KUTIPAN TEKS:
---*---
DHAKA (Arrahmah.id) — Muhammad Yunus, pemimpin sementara Bangladesh, telah menyampaikan pidato kebijakan pemerintah utamanya yang pertama. Dia berjanji untuk mendukung komunitas Rohingya yang mencari perlindungan di negara itu dan mempertahankan perdagangan garmen Bangladesh.
Menetapkan prioritasnya di hadapan para diplomat dan perwakilan PBB pada hari Ahad (18/9/2024), Yunus berjanji bahwa pemerintahnya “akan terus mendukung lebih dari satu juta orang Rohingya yang berlindung di Bangladesh”.
“Kami membutuhkan upaya berkelanjutan dari komunitas internasional untuk operasi kemanusiaan Rohingya dan pemulangan mereka ke tanah air mereka, Myanmar, dengan aman, bermartabat, dan hak penuh,” katanya.
---*---
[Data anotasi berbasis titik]
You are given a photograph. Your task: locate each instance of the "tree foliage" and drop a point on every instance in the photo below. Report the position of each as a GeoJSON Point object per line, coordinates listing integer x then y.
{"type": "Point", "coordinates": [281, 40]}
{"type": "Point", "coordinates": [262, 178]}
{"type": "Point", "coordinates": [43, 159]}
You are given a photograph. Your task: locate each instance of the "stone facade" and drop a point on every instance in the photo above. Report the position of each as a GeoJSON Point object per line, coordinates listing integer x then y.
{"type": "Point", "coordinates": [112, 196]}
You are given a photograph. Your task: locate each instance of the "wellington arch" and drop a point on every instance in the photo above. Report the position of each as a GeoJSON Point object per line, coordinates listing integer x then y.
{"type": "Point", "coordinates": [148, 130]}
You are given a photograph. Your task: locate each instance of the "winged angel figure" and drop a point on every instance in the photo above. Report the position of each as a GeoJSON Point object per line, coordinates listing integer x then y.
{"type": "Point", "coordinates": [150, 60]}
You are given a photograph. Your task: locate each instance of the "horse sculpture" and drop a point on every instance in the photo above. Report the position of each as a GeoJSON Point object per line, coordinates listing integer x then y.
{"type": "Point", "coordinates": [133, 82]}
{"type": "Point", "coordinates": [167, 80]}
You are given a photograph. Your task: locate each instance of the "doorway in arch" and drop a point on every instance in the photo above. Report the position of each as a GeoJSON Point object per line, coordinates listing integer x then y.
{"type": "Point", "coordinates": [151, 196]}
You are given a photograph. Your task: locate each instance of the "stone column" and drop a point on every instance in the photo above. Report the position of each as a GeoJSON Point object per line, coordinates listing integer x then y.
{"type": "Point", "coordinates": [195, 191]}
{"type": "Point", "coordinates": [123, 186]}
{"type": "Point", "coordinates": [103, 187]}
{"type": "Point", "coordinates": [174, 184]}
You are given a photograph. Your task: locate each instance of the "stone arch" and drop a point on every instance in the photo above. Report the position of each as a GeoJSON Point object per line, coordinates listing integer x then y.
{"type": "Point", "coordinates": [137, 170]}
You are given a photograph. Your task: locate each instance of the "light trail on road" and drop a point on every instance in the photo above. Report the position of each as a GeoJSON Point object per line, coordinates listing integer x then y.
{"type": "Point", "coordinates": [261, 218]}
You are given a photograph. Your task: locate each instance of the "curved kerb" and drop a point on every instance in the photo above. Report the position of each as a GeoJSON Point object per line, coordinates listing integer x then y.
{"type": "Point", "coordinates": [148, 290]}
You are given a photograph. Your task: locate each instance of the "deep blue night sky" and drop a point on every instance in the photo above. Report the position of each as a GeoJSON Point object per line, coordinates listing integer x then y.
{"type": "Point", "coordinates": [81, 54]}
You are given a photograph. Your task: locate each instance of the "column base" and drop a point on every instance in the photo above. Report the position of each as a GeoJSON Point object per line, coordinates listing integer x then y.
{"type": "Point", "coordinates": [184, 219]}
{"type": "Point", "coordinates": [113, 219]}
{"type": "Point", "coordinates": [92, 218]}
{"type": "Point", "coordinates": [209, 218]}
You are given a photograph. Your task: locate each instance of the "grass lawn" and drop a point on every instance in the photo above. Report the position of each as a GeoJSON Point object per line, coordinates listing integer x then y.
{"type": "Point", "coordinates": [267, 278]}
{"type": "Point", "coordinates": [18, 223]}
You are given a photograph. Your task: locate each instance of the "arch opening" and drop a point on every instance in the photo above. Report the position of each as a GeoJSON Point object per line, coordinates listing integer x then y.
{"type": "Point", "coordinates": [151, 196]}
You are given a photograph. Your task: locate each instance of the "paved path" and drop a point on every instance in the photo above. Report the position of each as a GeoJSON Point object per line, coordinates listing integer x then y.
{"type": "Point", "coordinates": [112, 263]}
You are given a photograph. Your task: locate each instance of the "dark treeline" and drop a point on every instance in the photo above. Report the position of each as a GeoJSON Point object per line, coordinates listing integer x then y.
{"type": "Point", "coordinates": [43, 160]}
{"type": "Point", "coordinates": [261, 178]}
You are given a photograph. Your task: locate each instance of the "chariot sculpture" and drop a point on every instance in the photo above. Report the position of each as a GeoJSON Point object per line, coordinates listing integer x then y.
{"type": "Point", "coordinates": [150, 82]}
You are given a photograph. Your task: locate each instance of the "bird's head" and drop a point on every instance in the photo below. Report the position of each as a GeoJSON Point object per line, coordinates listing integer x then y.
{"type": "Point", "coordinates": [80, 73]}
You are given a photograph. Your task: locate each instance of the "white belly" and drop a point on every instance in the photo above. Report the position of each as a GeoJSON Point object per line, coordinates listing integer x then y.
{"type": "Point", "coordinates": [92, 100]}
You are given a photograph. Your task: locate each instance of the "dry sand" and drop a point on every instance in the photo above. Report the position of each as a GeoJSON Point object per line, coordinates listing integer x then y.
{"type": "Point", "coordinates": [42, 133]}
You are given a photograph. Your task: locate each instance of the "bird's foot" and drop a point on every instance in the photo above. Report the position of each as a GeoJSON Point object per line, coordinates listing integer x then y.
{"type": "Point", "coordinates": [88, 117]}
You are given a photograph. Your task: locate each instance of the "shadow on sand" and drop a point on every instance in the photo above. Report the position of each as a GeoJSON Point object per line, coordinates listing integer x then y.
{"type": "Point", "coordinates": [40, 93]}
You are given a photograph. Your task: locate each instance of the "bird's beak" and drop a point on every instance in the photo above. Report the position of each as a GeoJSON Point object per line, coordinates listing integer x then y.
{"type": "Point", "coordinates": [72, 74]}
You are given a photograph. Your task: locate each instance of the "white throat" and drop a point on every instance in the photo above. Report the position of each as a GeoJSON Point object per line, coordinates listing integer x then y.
---*---
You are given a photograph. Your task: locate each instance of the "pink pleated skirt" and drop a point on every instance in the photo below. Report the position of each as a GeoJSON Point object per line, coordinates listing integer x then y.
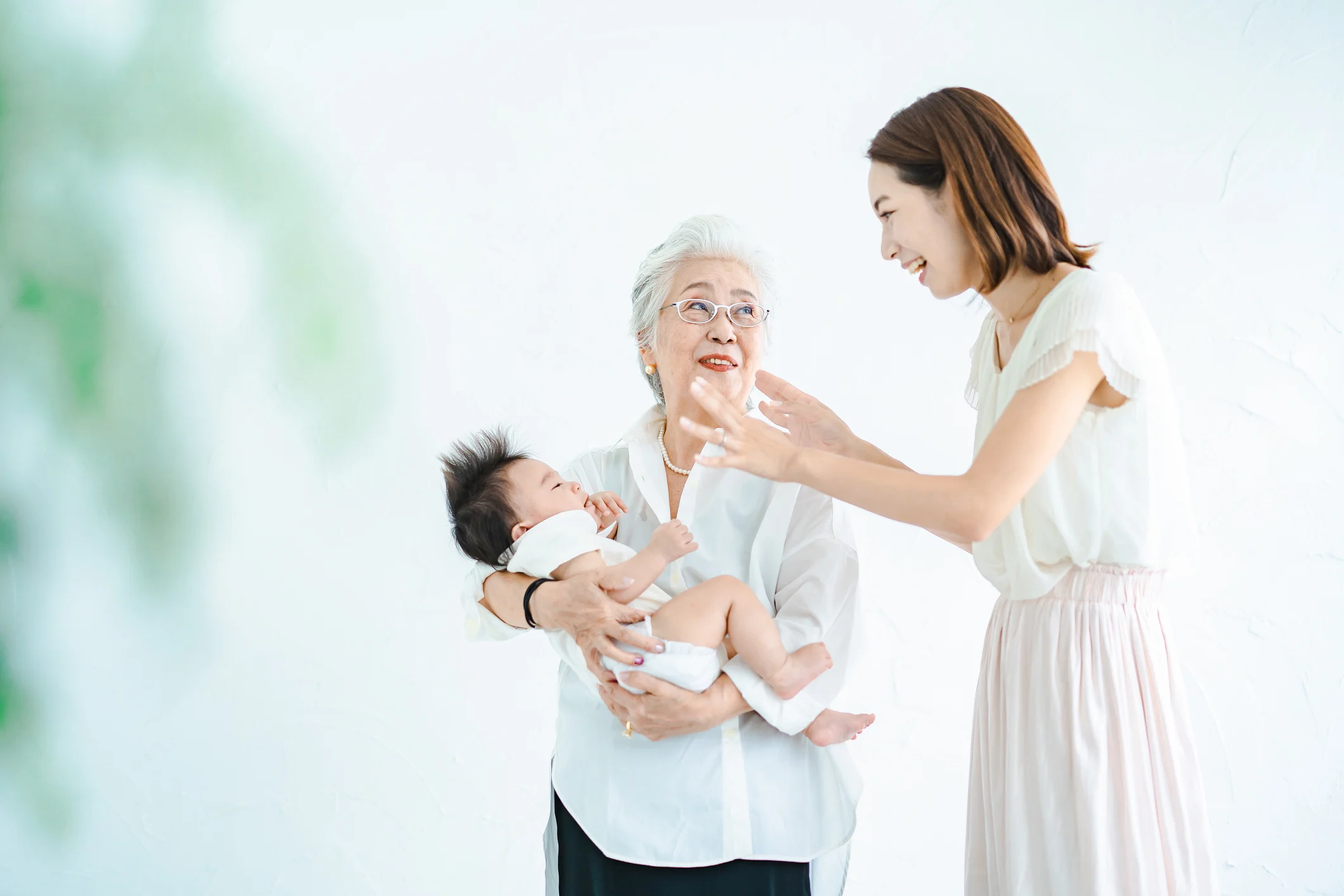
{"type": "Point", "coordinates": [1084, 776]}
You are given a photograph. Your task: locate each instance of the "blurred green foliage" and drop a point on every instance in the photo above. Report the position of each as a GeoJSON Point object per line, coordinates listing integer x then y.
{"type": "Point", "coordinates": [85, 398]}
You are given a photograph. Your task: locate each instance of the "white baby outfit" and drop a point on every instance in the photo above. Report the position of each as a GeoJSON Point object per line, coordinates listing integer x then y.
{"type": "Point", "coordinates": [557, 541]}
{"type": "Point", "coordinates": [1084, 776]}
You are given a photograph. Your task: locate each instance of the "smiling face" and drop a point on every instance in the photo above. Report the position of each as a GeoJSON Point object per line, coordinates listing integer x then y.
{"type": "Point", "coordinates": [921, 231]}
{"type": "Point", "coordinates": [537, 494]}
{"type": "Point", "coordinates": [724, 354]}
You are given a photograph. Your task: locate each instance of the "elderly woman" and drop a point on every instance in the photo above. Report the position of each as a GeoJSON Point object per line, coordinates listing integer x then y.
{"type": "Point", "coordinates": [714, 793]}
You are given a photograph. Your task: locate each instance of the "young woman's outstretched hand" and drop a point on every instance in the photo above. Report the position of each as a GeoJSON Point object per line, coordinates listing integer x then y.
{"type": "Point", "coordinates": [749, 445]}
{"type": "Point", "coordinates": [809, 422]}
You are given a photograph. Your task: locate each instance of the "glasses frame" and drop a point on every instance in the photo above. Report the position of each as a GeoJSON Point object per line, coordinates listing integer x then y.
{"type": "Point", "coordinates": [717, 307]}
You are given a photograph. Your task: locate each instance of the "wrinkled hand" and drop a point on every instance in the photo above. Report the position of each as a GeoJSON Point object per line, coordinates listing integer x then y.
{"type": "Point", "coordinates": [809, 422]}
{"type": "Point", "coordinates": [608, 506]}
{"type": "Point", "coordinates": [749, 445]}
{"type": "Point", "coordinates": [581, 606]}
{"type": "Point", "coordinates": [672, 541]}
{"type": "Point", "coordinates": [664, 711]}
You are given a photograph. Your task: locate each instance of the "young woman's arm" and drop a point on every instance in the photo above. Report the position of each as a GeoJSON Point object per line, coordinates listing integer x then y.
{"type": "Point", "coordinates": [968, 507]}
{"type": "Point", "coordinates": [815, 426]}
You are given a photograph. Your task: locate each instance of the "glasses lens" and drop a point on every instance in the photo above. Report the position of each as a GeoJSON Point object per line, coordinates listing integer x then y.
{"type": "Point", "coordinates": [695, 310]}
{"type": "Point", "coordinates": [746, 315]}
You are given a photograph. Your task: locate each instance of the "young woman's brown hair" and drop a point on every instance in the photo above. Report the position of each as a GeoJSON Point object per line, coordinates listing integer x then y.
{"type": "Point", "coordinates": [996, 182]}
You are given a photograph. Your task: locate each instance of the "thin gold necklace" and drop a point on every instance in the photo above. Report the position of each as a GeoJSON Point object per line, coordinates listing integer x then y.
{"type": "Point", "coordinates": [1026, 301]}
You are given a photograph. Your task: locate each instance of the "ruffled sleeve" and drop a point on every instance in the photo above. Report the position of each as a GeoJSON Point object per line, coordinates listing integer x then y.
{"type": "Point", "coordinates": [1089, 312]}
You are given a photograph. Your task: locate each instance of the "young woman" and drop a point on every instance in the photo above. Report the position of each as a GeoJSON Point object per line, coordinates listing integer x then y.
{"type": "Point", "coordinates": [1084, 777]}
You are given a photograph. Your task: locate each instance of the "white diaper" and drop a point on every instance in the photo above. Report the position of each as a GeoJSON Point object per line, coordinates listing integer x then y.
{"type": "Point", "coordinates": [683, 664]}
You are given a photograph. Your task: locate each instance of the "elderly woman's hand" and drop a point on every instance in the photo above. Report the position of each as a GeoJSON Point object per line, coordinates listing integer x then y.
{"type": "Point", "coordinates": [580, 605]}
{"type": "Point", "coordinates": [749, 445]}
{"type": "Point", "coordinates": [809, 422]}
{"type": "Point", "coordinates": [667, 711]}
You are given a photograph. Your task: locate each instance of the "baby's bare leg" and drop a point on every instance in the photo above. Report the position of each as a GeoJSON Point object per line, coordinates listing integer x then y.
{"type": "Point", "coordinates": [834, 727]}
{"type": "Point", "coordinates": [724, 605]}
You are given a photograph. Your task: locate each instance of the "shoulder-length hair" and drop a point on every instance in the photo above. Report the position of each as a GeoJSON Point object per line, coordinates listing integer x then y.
---*---
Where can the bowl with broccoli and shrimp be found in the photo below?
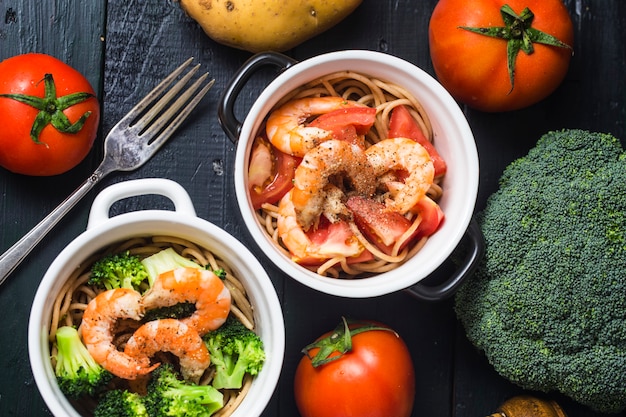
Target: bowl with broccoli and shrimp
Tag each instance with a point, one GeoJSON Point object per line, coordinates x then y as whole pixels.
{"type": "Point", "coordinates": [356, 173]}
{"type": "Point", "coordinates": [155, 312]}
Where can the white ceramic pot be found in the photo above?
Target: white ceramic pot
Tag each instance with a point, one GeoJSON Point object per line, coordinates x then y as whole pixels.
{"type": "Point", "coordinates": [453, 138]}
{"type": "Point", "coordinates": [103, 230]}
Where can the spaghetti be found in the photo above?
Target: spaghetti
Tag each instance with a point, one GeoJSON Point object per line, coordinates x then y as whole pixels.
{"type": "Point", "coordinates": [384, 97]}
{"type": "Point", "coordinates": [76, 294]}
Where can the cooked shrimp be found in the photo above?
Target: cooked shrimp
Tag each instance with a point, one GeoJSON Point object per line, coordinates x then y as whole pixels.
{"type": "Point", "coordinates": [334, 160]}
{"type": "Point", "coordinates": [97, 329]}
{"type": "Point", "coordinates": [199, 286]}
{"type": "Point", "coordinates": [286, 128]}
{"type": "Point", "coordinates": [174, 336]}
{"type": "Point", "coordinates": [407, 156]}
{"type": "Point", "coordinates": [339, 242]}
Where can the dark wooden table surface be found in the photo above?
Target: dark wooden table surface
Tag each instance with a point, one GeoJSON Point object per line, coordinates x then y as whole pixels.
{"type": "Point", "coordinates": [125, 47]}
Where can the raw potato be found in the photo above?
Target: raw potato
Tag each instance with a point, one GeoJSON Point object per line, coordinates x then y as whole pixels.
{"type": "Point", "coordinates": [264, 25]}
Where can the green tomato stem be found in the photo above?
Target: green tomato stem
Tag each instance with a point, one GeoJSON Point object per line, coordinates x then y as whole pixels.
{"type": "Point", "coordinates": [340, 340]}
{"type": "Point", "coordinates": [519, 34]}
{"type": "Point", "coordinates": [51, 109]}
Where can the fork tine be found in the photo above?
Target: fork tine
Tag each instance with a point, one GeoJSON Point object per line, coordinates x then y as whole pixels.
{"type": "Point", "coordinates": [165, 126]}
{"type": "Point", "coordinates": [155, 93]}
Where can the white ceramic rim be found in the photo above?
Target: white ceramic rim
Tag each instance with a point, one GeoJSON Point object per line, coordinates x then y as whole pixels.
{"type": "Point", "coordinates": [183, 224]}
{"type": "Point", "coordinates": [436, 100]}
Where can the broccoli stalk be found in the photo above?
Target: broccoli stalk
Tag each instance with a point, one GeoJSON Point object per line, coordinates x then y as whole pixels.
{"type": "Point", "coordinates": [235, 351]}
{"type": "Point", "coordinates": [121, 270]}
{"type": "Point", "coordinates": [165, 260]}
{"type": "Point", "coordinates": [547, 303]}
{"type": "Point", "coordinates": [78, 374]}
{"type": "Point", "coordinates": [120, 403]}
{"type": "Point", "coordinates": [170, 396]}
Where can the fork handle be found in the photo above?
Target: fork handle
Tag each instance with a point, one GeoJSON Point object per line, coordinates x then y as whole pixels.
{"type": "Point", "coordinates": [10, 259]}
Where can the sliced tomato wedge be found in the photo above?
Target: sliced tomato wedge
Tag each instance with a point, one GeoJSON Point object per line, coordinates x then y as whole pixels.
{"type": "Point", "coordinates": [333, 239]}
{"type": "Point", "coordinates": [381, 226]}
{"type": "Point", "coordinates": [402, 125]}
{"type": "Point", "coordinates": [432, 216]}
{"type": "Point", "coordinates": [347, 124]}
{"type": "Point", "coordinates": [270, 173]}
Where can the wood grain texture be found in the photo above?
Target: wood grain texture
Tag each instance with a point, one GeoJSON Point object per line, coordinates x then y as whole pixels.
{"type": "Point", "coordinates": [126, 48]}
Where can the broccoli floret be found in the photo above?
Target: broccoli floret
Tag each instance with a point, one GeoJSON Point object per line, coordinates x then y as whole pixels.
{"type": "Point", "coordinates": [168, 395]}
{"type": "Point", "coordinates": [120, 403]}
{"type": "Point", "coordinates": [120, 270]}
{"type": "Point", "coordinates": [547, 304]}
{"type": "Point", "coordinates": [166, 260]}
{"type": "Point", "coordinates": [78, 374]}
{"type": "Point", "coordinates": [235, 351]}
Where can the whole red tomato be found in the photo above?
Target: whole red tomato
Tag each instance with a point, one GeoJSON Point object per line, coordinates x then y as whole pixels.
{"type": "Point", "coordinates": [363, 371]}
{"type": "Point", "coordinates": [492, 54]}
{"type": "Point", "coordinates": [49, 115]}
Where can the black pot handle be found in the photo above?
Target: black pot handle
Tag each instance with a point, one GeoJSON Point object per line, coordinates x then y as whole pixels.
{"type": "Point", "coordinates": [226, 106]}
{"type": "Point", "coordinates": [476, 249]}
---*---
RUMUSAN SOAL:
Tulis ulang bagian teks tentang pidato Muhammad Yunus, mulai dari "DHAKA (Arrahmah.id) —" dan berakhir pada "perdagangan garmen Bangladesh.", dengan mengganti "sementara" menjadi "interim".

KELUARAN LENGKAP:
DHAKA (Arrahmah.id) — Muhammad Yunus, pemimpin interim Bangladesh, telah menyampaikan pidato kebijakan pemerintah utamanya yang pertama. Dia berjanji untuk mendukung komunitas Rohingya yang mencari perlindungan di negara itu dan mempertahankan perdagangan garmen Bangladesh.